== EXTRACTED ENTRIES ==
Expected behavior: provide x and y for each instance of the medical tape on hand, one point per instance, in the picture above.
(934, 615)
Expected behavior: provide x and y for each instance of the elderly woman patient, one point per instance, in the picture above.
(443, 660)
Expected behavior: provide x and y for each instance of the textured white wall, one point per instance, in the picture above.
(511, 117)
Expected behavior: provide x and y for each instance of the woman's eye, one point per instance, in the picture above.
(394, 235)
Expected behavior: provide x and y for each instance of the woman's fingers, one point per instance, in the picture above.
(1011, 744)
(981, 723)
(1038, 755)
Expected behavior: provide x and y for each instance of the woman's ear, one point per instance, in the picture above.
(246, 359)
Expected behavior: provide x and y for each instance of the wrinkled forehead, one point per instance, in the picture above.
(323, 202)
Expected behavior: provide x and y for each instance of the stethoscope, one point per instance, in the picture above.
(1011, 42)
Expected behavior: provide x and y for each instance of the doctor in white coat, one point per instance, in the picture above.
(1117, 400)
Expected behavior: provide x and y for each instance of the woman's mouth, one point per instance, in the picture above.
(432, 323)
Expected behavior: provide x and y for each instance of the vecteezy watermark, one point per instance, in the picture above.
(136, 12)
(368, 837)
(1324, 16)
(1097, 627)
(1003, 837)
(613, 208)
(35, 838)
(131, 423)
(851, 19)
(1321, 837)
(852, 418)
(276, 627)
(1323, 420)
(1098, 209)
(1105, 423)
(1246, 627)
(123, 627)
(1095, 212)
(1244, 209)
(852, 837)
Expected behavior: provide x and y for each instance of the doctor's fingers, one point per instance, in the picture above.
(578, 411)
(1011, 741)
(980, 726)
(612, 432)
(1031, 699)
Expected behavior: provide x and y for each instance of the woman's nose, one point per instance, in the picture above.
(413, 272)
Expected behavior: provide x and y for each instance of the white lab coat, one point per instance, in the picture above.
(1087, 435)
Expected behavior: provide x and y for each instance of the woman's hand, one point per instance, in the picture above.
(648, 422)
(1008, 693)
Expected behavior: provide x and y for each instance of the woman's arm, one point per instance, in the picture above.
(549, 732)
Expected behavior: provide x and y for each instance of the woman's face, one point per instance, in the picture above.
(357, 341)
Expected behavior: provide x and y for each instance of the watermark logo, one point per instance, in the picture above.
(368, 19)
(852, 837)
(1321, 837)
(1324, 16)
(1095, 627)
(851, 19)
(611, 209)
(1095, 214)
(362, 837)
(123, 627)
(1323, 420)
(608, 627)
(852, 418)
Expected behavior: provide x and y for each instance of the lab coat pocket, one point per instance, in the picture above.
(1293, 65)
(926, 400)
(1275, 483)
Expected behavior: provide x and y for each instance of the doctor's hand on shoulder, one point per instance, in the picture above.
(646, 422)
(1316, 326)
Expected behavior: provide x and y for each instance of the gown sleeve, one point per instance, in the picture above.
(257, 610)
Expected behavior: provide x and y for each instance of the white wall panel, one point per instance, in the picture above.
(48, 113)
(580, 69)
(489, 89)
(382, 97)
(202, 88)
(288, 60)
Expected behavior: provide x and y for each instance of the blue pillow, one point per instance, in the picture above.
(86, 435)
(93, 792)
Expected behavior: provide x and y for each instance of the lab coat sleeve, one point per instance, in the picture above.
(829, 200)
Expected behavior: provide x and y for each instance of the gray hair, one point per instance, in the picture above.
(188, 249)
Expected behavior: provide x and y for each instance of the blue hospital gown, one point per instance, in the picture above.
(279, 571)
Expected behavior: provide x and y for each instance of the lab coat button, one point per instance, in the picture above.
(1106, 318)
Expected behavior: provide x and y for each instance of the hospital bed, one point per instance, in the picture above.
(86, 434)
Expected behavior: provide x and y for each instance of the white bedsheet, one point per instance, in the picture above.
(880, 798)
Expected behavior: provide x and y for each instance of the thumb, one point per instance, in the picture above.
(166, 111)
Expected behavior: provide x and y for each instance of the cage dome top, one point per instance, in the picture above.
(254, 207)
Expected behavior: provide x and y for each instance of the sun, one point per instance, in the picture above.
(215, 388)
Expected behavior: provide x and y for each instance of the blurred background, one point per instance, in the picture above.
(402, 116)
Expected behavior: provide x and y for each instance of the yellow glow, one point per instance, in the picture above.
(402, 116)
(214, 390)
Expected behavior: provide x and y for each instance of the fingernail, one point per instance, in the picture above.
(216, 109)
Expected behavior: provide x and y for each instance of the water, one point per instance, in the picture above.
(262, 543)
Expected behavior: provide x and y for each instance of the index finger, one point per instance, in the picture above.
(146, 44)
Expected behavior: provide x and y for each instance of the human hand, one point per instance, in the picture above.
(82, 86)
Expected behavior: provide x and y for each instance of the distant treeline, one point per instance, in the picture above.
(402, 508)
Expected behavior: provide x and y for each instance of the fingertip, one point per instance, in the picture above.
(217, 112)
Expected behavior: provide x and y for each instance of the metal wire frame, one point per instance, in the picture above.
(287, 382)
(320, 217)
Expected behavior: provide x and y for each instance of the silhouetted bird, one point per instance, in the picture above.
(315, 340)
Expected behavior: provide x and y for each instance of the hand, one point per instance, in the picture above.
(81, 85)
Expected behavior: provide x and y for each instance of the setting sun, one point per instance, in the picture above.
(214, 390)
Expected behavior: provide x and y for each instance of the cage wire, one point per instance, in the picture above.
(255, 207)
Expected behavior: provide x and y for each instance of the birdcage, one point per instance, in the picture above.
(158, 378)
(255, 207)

== TASK INSTRUCTIONS ==
Please turn the entries above into a Markdown table with two columns, Row and Line. Give each line its own numbered row and leave out any blank lines.

== ANSWER FOR THE TASK ==
| Row | Line |
|---|---|
| 1 | Expected behavior: provide x and y for each instance of the medical tape on hand, one point per instance, in the picture above. |
| 2 | (934, 615) |
| 3 | Expected behavior: provide x and y for each instance of the elderly woman patient, one point per instance, in the picture above. |
| 4 | (443, 660) |
| 5 | Expected behavior: provide x and y for each instance of the textured white wall, one point per instance, in the picture above. |
| 6 | (511, 117) |
| 7 | Expected behavior: provide x and y for each instance of the woman's eye, one point per instance, in the picture above. |
| 8 | (394, 235) |
| 9 | Expected behavior: provide x and y for each instance of the woman's fingers, one point per instance, in the picture above. |
| 10 | (1011, 744) |
| 11 | (981, 723) |
| 12 | (1038, 755) |
| 13 | Expected behavior: provide x and y for each instance of the woman's ear, one point per instance, in the picture above. |
| 14 | (246, 359) |
| 15 | Expected behavior: provide x and y for each instance of the wrinkled forehead, one point per instance, in the picture above. |
| 16 | (323, 202) |
| 17 | Expected behavior: provide x and y for each instance of the stethoscope, one point per instance, in the picture above. |
| 18 | (1011, 42) |
| 19 | Expected behavior: provide x and y for each instance of the doctor in white coat, one point per instance, in the picture above. |
| 20 | (1117, 400) |
| 21 | Expected behavior: provide x and y for each instance of the woman's mouth, one point per instance, in the picture above. |
| 22 | (432, 323) |
| 23 | Expected behavior: provide x and y for each instance of the vecteezy watermark, one point per instance, in the picture above. |
| 24 | (136, 12) |
| 25 | (368, 837) |
| 26 | (1324, 16) |
| 27 | (1097, 627) |
| 28 | (1003, 837) |
| 29 | (613, 208) |
| 30 | (35, 838) |
| 31 | (131, 423) |
| 32 | (851, 19) |
| 33 | (1321, 837) |
| 34 | (852, 418) |
| 35 | (276, 627) |
| 36 | (1323, 420) |
| 37 | (1098, 209) |
| 38 | (1105, 423) |
| 39 | (1246, 627) |
| 40 | (123, 627) |
| 41 | (1095, 212) |
| 42 | (1244, 209) |
| 43 | (852, 837) |
| 44 | Expected behavior: provide x and y for each instance of the doctor's fingers, one point per instance, in the picture above. |
| 45 | (578, 411) |
| 46 | (1011, 741) |
| 47 | (980, 726) |
| 48 | (612, 432) |
| 49 | (1031, 699) |
| 50 | Expected behavior: provide x and y for each instance of the woman's nose, one point per instance, in the picture above. |
| 51 | (413, 272) |
| 52 | Expected behavior: provide x and y for each instance of the white lab coat, one point per instance, in the picture above. |
| 53 | (1087, 435) |
| 54 | Expected behavior: provide x and y for each instance of the woman's hand, one point per instance, in the picture above. |
| 55 | (648, 422) |
| 56 | (1008, 693) |
| 57 | Expected behavior: provide x and y for each instance of the woman's arm, one point per instance, in the picture above. |
| 58 | (549, 732) |
| 59 | Expected behavior: provide x and y for each instance of the woman's face, one point per instance, in the picture above. |
| 60 | (357, 341) |
| 61 | Expected behavior: provide x and y for each instance of the watermark logo, one point per instance, in the picture above. |
| 62 | (368, 19) |
| 63 | (852, 837) |
| 64 | (1321, 837) |
| 65 | (1324, 16) |
| 66 | (1095, 627) |
| 67 | (851, 19) |
| 68 | (611, 209) |
| 69 | (1095, 214) |
| 70 | (362, 837) |
| 71 | (123, 627) |
| 72 | (1323, 420) |
| 73 | (608, 627) |
| 74 | (852, 418) |
| 75 | Expected behavior: provide x and y for each instance of the lab coat pocket, one point per instance, in the picture above. |
| 76 | (1293, 65) |
| 77 | (926, 400) |
| 78 | (1275, 483) |
| 79 | Expected behavior: provide x and y for each instance of the doctor's hand on shoulder, one point per instance, in the picture above. |
| 80 | (646, 422) |
| 81 | (1316, 326) |
| 82 | Expected behavior: provide x and y for each instance of the gown sleeve, one point per instance, in the picture above. |
| 83 | (257, 610) |
| 84 | Expected behavior: provide x and y for each instance of the white wall panel, one point per instance, in the picture above. |
| 85 | (48, 113) |
| 86 | (580, 69) |
| 87 | (489, 89) |
| 88 | (382, 97) |
| 89 | (202, 88) |
| 90 | (288, 60) |
| 91 | Expected behavior: provide x and y for each instance of the blue pillow, one point per instance, in the picture above. |
| 92 | (86, 435) |
| 93 | (93, 792) |
| 94 | Expected behavior: provide x and y for each instance of the lab coat sleeve, one point per instance, in the picture above. |
| 95 | (829, 200) |
| 96 | Expected behavior: provide x and y for each instance of the gray hair, one point per instance, in the picture above. |
| 97 | (188, 249) |
| 98 | Expected behavior: provide x and y for each instance of the blue hospital gown, one point per instance, in the picture above. |
| 99 | (279, 571) |
| 100 | Expected behavior: provide x and y for each instance of the lab coat button, one point per instance, in the picture above. |
| 101 | (1106, 318) |
| 102 | Expected behavior: provide x and y for each instance of the hospital bed, one point per instance, in the picture above. |
| 103 | (86, 434) |
| 104 | Expected behavior: provide x and y for each instance of the white bedsheet, one point per instance, in the picture above. |
| 105 | (880, 798) |
| 106 | Expected behavior: provide x and y for each instance of the thumb, one point per instance, in the picture above. |
| 107 | (166, 111) |
| 108 | Expected behavior: provide x and y for each instance of the cage dome top, one point per instance, in the picture above. |
| 109 | (254, 207) |
| 110 | Expected behavior: provide x and y for each instance of the sun, one point per instance, in the picture above. |
| 111 | (215, 388) |
| 112 | Expected behavior: provide x and y for each instance of the blurred background, one point per instance, in the picture above. |
| 113 | (402, 116) |
| 114 | Expected behavior: provide x and y for each instance of the yellow glow, one point per instance, in the picture above. |
| 115 | (402, 116) |
| 116 | (214, 390) |
| 117 | Expected behavior: provide x and y for each instance of the fingernail, one point per instance, in the picture above. |
| 118 | (216, 109) |
| 119 | Expected behavior: provide x and y for each instance of the water, one point per instance, in the picture above. |
| 120 | (262, 543) |
| 121 | Expected behavior: provide x and y for each instance of the index finger, one point per instance, in the picture above. |
| 122 | (146, 44) |
| 123 | Expected behavior: provide x and y for each instance of the human hand, one point per instance, in the picture above. |
| 124 | (82, 86) |
| 125 | Expected behavior: provide x and y for each instance of the distant treeline, one point per instance, in the picture above. |
| 126 | (402, 508) |
| 127 | Expected behavior: provide x and y for each instance of the fingertip, one point per instance, in the picture above. |
| 128 | (217, 112) |
| 129 | Expected behavior: provide x and y for each instance of the metal wire frame, one point per instance, in the picture above. |
| 130 | (287, 382) |
| 131 | (320, 217) |
| 132 | Expected behavior: provide x and y for each instance of the silhouetted bird, one point per instance, in the picture above. |
| 133 | (315, 340) |
| 134 | Expected behavior: provide x and y for each instance of the hand, one point per instance, in the picture above. |
| 135 | (81, 85) |
| 136 | Expected behavior: provide x and y for each instance of the setting sun, one point per instance, in the picture above. |
| 137 | (214, 390) |
| 138 | Expected behavior: provide x and y for each instance of the cage wire, one point per instance, in the picture above. |
| 139 | (255, 207) |
| 140 | Expected behavior: provide x and y for each instance of the birdcage, one point per instance, in the picture above. |
| 141 | (158, 378) |
| 142 | (255, 207) |